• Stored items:
== Segment start ==
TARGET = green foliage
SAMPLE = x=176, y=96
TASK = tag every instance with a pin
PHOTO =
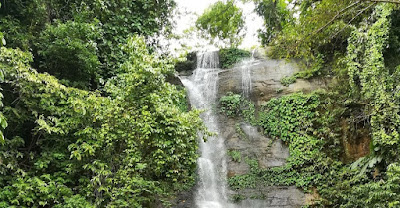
x=75, y=148
x=234, y=105
x=83, y=42
x=286, y=81
x=275, y=15
x=228, y=57
x=235, y=155
x=69, y=52
x=189, y=64
x=223, y=22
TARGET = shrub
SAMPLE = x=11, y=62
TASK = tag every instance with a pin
x=230, y=56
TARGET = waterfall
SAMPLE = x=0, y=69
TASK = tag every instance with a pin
x=202, y=87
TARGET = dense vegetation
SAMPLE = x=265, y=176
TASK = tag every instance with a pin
x=92, y=121
x=89, y=120
x=222, y=24
x=356, y=43
x=228, y=57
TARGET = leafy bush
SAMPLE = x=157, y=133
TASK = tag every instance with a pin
x=286, y=81
x=228, y=57
x=77, y=148
x=69, y=51
x=223, y=22
x=235, y=155
x=189, y=64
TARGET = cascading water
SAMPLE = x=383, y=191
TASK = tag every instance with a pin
x=245, y=70
x=202, y=87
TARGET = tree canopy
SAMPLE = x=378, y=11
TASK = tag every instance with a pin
x=222, y=22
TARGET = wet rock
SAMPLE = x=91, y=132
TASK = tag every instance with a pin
x=273, y=197
x=265, y=78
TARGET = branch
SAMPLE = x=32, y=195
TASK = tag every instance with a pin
x=358, y=14
x=340, y=13
x=386, y=1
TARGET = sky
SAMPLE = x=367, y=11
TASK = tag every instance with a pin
x=189, y=10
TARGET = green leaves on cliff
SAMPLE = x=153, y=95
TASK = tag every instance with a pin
x=222, y=22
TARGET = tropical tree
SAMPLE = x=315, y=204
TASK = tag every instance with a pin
x=222, y=24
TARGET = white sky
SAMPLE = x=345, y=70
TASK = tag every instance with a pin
x=189, y=11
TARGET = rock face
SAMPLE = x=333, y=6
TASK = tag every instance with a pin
x=265, y=76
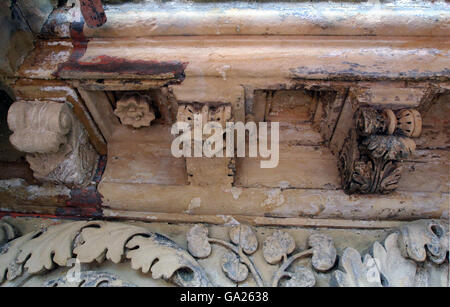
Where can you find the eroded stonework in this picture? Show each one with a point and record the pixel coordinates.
(369, 161)
(415, 254)
(57, 146)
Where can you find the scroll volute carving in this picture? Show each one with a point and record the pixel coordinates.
(208, 113)
(57, 146)
(369, 161)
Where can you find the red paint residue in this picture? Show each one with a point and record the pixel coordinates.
(93, 13)
(108, 64)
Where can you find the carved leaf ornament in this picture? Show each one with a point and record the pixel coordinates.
(416, 254)
(97, 241)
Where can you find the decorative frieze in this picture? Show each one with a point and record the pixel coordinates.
(369, 161)
(135, 110)
(57, 146)
(415, 254)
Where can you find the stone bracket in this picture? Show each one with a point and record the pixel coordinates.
(57, 146)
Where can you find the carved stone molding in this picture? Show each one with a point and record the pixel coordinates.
(369, 161)
(98, 241)
(134, 110)
(209, 113)
(57, 146)
(415, 254)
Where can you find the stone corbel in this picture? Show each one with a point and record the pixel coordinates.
(57, 146)
(203, 171)
(369, 161)
(135, 110)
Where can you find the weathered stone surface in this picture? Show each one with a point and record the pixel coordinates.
(368, 160)
(148, 251)
(135, 110)
(56, 144)
(324, 252)
(277, 247)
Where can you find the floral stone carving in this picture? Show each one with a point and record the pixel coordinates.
(44, 250)
(416, 254)
(57, 145)
(134, 110)
(369, 161)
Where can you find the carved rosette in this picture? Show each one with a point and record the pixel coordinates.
(57, 145)
(369, 161)
(134, 110)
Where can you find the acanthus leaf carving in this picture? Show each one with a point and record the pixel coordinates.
(369, 161)
(423, 238)
(356, 272)
(57, 145)
(416, 254)
(90, 279)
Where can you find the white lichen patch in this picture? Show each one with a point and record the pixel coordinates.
(236, 192)
(34, 191)
(195, 203)
(274, 198)
(228, 220)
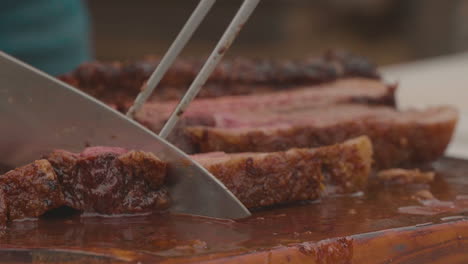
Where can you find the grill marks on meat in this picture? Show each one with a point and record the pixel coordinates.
(29, 191)
(399, 137)
(116, 181)
(202, 111)
(98, 180)
(120, 82)
(111, 182)
(264, 179)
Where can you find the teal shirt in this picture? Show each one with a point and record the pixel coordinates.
(52, 35)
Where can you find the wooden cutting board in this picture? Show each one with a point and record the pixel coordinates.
(381, 225)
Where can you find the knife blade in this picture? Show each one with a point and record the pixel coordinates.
(40, 113)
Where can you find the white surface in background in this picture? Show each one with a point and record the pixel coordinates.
(437, 81)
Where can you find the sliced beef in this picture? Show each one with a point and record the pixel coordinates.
(264, 179)
(111, 180)
(29, 191)
(120, 82)
(202, 111)
(400, 138)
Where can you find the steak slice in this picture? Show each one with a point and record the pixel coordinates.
(111, 180)
(202, 111)
(119, 82)
(400, 138)
(265, 179)
(29, 191)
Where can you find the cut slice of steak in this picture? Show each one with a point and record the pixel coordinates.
(119, 82)
(29, 191)
(111, 180)
(203, 111)
(400, 138)
(264, 179)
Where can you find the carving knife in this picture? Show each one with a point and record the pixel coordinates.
(40, 113)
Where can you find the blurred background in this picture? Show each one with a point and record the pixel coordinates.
(387, 31)
(422, 44)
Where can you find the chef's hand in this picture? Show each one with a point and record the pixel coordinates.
(52, 35)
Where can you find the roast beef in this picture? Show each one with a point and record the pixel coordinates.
(400, 138)
(204, 111)
(118, 82)
(116, 181)
(111, 180)
(264, 179)
(29, 191)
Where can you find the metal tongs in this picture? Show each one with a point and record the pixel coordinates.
(40, 113)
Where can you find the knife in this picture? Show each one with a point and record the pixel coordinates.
(40, 113)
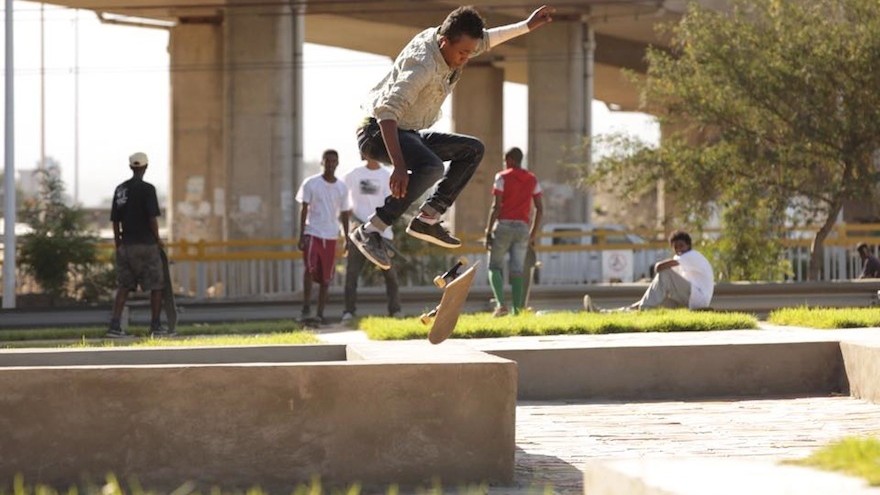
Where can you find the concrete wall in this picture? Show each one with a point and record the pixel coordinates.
(478, 110)
(862, 363)
(678, 371)
(232, 111)
(272, 423)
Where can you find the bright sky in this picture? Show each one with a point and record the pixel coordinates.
(124, 100)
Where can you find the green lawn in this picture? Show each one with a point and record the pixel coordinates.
(482, 325)
(854, 456)
(826, 317)
(113, 486)
(219, 334)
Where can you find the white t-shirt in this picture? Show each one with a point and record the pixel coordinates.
(367, 190)
(695, 268)
(326, 201)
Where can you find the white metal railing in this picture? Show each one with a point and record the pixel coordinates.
(247, 271)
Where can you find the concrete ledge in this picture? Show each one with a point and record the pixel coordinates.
(675, 371)
(862, 363)
(715, 476)
(167, 416)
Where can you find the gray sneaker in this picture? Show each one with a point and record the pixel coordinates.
(434, 233)
(371, 246)
(116, 333)
(161, 332)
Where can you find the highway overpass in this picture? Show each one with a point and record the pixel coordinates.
(236, 85)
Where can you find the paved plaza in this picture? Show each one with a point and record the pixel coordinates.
(555, 439)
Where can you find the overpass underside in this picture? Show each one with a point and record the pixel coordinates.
(236, 92)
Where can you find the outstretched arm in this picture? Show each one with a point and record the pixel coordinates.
(539, 17)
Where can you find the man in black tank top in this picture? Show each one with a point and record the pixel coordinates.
(134, 214)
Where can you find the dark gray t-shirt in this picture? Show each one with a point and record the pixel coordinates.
(134, 205)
== Segment end ==
Your reply should be the lines of the records from the start through the line with "SAMPLE = x=157, y=133", copied word for word, pictures omitted.

TARGET = green foliage
SAMPLE = x=176, y=96
TASK = tag every instance with a pin
PHOTO =
x=75, y=148
x=234, y=105
x=83, y=42
x=286, y=81
x=275, y=15
x=228, y=57
x=235, y=155
x=69, y=52
x=189, y=64
x=223, y=22
TARGET = shrub
SAMPLE = x=11, y=62
TASK = tag every instance with a pin
x=230, y=56
TARGET = waterfall
SAMPLE = x=0, y=69
TASK = tag every instance with a pin
x=202, y=87
TARGET = dense vegetation
SAMPLE = x=265, y=176
TASK = tag every instance with a pin
x=92, y=121
x=89, y=120
x=222, y=24
x=356, y=43
x=228, y=57
TARGET = leafy bush
SAMPLE = x=157, y=133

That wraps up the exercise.